## TASK DETAILS
Check each line of the listing for the string "stone". Copy those where it appears.

** RECORDS SUPPLIED follows **

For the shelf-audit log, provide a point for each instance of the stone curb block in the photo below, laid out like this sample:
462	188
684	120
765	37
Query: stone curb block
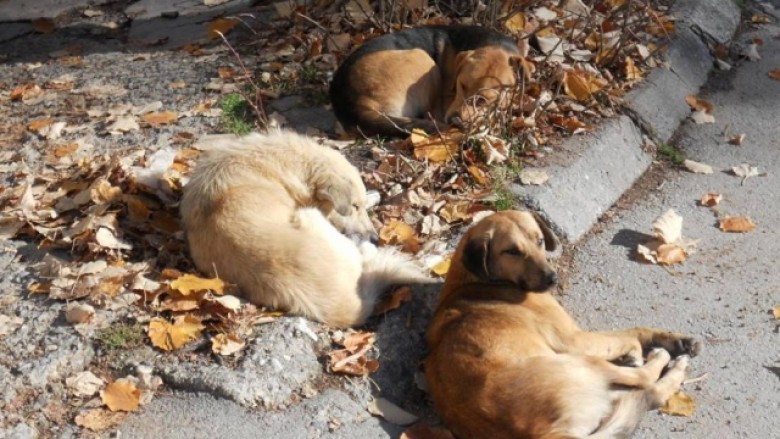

** End of RECORDS SUPPLIED **

## EXERCISE OUTPUT
For the shelf-audit log, provide a point for each instance of the stone curb block in the photo below, laid out like this sample:
Query: stone curb block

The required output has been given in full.